Git is great for branching. So what? Just because a tool offers a feature, and does it well, does not mean that feature is actually important for your team. Building a whole workflow around a feature just because you can is rarely a good idea. Use the workflow that your team needs, don't cargo cult an important element of your development process.

Make it Easy

One of my overriding principles is: make it easy for people to do the right thing.

This seems like it should be a no-brainer, but it was not always obvious to me. Early in my career I was a bit of a self-appointed build cop. The team I worked on was an adopter of some of the agile/extreme programming principles, and the result of that was a 40+ person team all working against the same code base, which was deployed weekly for 3 distinct business purposes. All development was done against trunk, using feature flags. We managed to do this through the heavy use of automated unit/integration testing; to check code in, you were expected to write tests of course, and to run the entire test suite to successful completion before checking in.

Unsurprisingly, people did this only to a certain level of compliance. It drove me crazy when people broke the build, especially in a way that indicated they had not bothered to run tests before they checked in. So I became the person that would nag them about it, call them out for breaking things, and generally intimidate my way into good behavior. Needless to say, that only worked so well. People were not malicious, but the tests took a LONG time to run (upwards of 4 hours at the worst), and on the older desktops you couldn't even get much work done while the test suite ran. In the 4 hours that someone was running tests another person might have checked in a conflicting change that caused errors; was the first person really supposed to re-merge and run tests for another 4 hours to make sure things were clean? It was an unsustainable situation. All my intimidation and bullying wasn't going to cause perfect compliance.

§ DATA LINES:
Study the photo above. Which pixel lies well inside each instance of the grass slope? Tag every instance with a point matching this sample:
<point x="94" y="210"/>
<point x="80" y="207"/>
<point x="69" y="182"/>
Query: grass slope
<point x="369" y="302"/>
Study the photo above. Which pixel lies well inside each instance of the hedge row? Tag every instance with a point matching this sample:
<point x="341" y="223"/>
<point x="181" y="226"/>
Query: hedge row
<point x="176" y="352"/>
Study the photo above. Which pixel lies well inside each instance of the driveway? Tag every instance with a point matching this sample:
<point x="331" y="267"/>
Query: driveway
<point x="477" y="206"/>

§ TASK DIRECTIONS: Write the next few paragraphs of the passage about making it easy for a team to keep the build working, picking up right after its final sentence. The listing plays no part in what comes next.

§ ANSWER TO THIS EXERCISE:
Even ignoring people breaking the build, this was an issue we needed to tackle. And so we did, taking several months improve the overall runtime and make things easier. We teased out test suites into specific ones for the distinct business purposes combined with a core test suite. We made it so that developers could run the build on distributed hardware from their local machine. We figured out how to run certain tests in parallel, and moved database-dependent tests into in-memory databases. The test run time went way down, and even better, folks could kick off the tests remotely and continue to work on their machine, so there was much less reason to try and sneak in an untested change. And lo and behold, compliance went way up. All the sudden my build cop duties were rarely required, and the whole team was more likely to take on that job rather than leaving it to me.

Make it easy goes up and down the stack, far beyond process improvements. I occasionally find myself at odds with folks that see the purity of implementing certain standards and ignore the fact that those standards, taken to extreme, make it harder for people to do the right thing. One example is REST standards. You can use the http verbs to modify the meanings of your endpoints and make them do different things, and from a computer-brain perspective, this is totally reasonable. But this can be very bad when you must add the human brain perspective to the mix. Recently an engineer proposed that we change some endpoints from being called /sysinfo (which would return OK or DEAD depending on whether a service was accepting requests), and /drain (which would switch the /sysinfo endpoint to always return DEAD), into one endpoint. That endpoint would be /sys/drain. When called with GET, it would return OK or DEAD. When called with PUT, it would act as the old drain.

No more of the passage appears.